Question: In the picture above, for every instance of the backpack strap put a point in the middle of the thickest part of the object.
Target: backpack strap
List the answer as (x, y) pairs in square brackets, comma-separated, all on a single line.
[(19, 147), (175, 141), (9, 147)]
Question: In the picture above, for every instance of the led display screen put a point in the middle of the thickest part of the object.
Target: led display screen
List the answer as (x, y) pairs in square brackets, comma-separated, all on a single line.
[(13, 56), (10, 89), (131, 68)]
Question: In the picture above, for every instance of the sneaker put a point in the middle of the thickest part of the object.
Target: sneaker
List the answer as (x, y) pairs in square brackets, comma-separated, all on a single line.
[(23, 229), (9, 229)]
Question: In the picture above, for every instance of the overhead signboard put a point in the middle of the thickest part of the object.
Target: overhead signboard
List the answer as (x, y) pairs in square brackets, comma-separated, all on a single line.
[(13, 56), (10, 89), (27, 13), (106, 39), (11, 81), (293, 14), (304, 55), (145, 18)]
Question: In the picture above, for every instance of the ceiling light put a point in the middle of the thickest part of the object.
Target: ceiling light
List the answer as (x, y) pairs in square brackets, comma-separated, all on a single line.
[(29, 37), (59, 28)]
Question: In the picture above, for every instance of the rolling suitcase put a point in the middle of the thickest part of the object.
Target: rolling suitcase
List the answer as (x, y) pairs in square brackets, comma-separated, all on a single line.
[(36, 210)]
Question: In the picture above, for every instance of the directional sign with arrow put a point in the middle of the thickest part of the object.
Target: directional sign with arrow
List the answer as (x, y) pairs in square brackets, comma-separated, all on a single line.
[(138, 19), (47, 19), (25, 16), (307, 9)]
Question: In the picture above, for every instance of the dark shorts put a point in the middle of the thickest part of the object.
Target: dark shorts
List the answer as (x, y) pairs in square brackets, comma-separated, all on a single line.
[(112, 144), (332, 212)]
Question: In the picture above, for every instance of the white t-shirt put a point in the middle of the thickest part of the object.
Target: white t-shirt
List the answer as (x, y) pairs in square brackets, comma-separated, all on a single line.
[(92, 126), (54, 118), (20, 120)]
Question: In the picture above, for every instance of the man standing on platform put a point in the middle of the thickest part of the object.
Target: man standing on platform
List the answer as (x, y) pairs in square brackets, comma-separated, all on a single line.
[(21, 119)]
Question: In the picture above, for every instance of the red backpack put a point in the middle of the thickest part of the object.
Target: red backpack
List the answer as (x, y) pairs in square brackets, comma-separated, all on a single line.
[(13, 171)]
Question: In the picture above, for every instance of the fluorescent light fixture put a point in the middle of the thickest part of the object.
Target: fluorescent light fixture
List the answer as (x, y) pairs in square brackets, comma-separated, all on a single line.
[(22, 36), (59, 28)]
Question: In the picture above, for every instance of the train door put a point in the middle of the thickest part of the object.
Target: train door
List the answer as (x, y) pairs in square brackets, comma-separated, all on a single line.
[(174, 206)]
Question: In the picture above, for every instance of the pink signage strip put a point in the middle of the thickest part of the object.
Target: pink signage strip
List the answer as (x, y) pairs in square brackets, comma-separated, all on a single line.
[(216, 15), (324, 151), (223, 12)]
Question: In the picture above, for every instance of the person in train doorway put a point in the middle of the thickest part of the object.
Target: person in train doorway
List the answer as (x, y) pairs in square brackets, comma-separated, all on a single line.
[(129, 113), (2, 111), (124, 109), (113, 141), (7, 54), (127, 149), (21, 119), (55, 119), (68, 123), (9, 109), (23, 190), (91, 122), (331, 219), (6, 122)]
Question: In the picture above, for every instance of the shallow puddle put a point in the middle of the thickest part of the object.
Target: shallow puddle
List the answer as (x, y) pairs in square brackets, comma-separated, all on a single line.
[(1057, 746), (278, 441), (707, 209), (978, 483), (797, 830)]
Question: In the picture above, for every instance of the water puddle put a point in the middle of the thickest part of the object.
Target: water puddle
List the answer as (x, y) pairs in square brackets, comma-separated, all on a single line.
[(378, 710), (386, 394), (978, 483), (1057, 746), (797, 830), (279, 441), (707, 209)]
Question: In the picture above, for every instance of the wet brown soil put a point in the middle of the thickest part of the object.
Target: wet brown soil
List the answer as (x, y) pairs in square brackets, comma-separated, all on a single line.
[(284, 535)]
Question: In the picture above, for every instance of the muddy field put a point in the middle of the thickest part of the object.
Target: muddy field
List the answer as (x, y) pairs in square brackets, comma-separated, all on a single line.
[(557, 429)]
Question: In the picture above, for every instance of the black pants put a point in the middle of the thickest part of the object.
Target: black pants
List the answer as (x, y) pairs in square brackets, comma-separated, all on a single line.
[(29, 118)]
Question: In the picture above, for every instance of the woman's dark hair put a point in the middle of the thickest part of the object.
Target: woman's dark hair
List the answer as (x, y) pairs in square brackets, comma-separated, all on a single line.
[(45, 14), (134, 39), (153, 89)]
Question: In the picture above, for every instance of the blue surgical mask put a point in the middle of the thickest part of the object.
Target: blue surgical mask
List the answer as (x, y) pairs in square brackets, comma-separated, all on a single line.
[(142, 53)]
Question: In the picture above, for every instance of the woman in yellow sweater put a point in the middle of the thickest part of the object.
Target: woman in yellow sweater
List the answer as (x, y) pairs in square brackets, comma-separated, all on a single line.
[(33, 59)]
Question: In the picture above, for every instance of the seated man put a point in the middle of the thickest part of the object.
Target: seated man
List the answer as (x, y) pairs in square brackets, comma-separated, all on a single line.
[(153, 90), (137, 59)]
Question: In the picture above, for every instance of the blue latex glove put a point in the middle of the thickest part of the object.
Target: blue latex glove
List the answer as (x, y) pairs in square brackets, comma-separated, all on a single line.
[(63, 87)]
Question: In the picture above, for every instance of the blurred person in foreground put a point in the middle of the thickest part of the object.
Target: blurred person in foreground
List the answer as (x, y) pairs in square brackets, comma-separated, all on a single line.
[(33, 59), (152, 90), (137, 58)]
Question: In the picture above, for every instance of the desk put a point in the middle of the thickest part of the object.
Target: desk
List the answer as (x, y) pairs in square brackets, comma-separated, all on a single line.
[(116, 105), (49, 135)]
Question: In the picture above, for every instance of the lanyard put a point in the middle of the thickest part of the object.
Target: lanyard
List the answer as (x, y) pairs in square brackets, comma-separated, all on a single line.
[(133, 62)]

● ● ● ●

Task item » Repeat the data word for word. Leave nothing out.

Task result »
Question: In the picture above, for every instance of the backpack strap put a point in the middle of the thickest part of the object.
Target: backpack strap
List the answer as (x, y) pairs in square brackets, comma-separated, all on a single line.
[(19, 147), (175, 141), (9, 147)]
Question: In the picture above, for every instance of the led display screen put a point in the middle of the thickest part of the object.
Target: led display screen
List the answer as (x, y) pairs in square brackets, comma-separated, all on a single line.
[(13, 56), (10, 89), (131, 68)]
Question: In the picture above, for every instance of the sneaker put a point in the middle of the thickest part of the object.
Target: sneaker
List the answer as (x, y) pairs in square brackets, comma-separated, all on a single line.
[(23, 229), (9, 229)]
Question: In the picture above, for every instance of the overhead signboard put a point in the middle of the thickest part of the object.
Target: overhead signboard
List the answer as (x, y) pairs in square brackets, comma-separated, all on a single line.
[(13, 56), (10, 89), (27, 13), (106, 39), (11, 81), (293, 14), (304, 55), (145, 18)]
Question: In the picture above, for every instance of the ceiling light put a point in the middle of the thickest part of the object.
Target: ceiling light
List the answer as (x, y) pairs in square brackets, comma-separated, all on a single line.
[(29, 37), (59, 28)]
Question: In the picture above, for every instance of the rolling suitcase put a point in the middle of the thickest part of the object.
Target: rolling suitcase
List the answer as (x, y) pairs in square brackets, comma-separated, all on a single line.
[(36, 210)]
Question: In the picture above, for every instance of the directional sign with arrow put a point in the middle of the thickest part of the object.
Target: directional sign with arrow
List the answer as (x, y) pairs in square brackets, comma-separated, all on a single line.
[(138, 19), (47, 19), (25, 16), (307, 9)]
Question: In the picture above, for every instance of the dark shorts put a point in the middle of the thickest part of the object.
Target: dark shorts
List the answer as (x, y) pairs in square brackets, comma-separated, all on a single line.
[(112, 144), (332, 212)]
Question: In the picture above, for every instance of the white t-shirt put a point in the middle of the thickest part of the object.
Target: white t-shirt
List the answer as (x, y) pairs in square brackets, comma-separated, all on a single line.
[(92, 126), (54, 118), (20, 120)]
Question: In the picture above, for every instance of the man standing on platform put a point in the middle of the thickest part of the object.
Target: man standing on platform
List the answer as (x, y) pairs in square brackets, comma-separated, all on a single line.
[(21, 119)]
Question: In the picture above, for every instance of the red backpack put a point in the middle of the thickest part of the object.
Target: red backpack
List the answer as (x, y) pairs in square brackets, comma-separated, all on a single line.
[(13, 171)]
Question: In the picture above, for every instance of the fluorescent light fixture put a point in the middle of the thickest part of the object.
Target: fluorescent light fixture
List the answer as (x, y) pairs in square brackets, comma-separated, all on a single line.
[(22, 36), (59, 28)]
Question: In the picture above, for every instance of the train door put a point in the middle of the thickest part of the object.
Target: train door
List the answer as (x, y) pairs in square brackets, comma-separated, all on a single line.
[(174, 206)]
Question: In the picture above, for every instance of the pink signage strip put a point in the middle of the thickest part of the object.
Target: pink signage strip
List the answer as (x, y) pairs in square brackets, comma-separated, all on a single line.
[(216, 15), (324, 151), (223, 12)]
Question: In the picture above, for every instance of the person in train doorway put a point in the middle of the thickest part of the object.
Target: person in train doorway
List the answer as (x, y) pairs in square brackets, comma-separated, all on a single line.
[(129, 113), (2, 111), (124, 109), (113, 141), (7, 54), (127, 149), (21, 119), (55, 119), (68, 123), (9, 109), (23, 190), (91, 122), (331, 219), (6, 122)]
Question: In the picture above, for every instance of the shallow puddle put a point in the middle of the thickest part of the object.
Target: shallow puddle
List the answer as (x, y) pairs in square brackets, comma-separated, all on a single line.
[(1057, 746), (278, 441), (707, 209), (978, 483), (797, 830)]
Question: In the picture above, for every instance of the water puddle put a point in the middle of the thickest part of the object.
Target: water puddle
List the answer as (x, y) pairs in square brackets, comma-separated, all on a single line.
[(378, 710), (386, 394), (978, 483), (1057, 746), (797, 830), (279, 441), (707, 209)]
Question: In the picture above, for every instance of the wet brown soil put a point in the middle of the thickest part of the object.
Target: wet brown soil
List the answer as (x, y) pairs in square brackets, comma-separated, all on a single line.
[(284, 535)]
Question: In the picture above, for every instance of the muddy field put a point in the middle of the thickest part of the object.
Target: muddy field
List the answer as (x, y) pairs in square brackets, comma-separated, all on a single line.
[(557, 429)]
Question: In the picture above, for every instance of the black pants put a point in the middle of the thickest part of the object.
Target: black pants
List the answer as (x, y) pairs in square brackets, comma-separated, all on a single line.
[(29, 118)]
Question: In the picture above, for every instance of the woman's dark hair put a point in the middle of the thickest part of the object.
Target: woman's dark hair
List the answer as (x, y) pairs in square brackets, comma-separated, all on a single line.
[(45, 14), (134, 39), (153, 89)]
Question: In the picture above, for every instance of the blue surgical mask put a point in the middle of the thickest part of the object.
Target: blue surgical mask
List the answer as (x, y) pairs in square brackets, comma-separated, all on a single line.
[(142, 53)]
Question: In the picture above, for every instance of the woman in yellow sweater put a point in the middle of the thickest part of the object.
Target: woman in yellow sweater
List the answer as (x, y) pairs in square brackets, comma-separated, all on a single line.
[(33, 59)]
Question: In the picture above, for every instance of the seated man put a point in the middle of the thickest part of the object.
Target: seated man
List the answer as (x, y) pairs in square brackets, comma-separated, all on a single line.
[(153, 90), (137, 59)]
Question: In the picture above, for every instance of the blue latex glove put a point in the middle of the thickest part of the object.
Target: blue latex glove
List the answer as (x, y) pairs in square brackets, comma-separated, all on a single line.
[(63, 87)]
Question: In the picture above, for every instance of the blurred person in foreground put a point in the middle of the thickest part of the object.
Target: blurred person in foreground
List the answer as (x, y) pairs in square brackets, comma-separated, all on a single line.
[(33, 59), (152, 90), (137, 58)]
Question: In the picture above, for every instance of the desk put a point in the middle of the thickest part of the object.
Target: desk
List the answer as (x, y) pairs in square brackets, comma-separated, all on a single line.
[(116, 105), (49, 135)]
Question: In the picture above, for every instance of the lanyard put a point in the middle of the thickest part of the object.
Target: lanyard
List the answer as (x, y) pairs in square brackets, comma-separated, all on a single line.
[(133, 62)]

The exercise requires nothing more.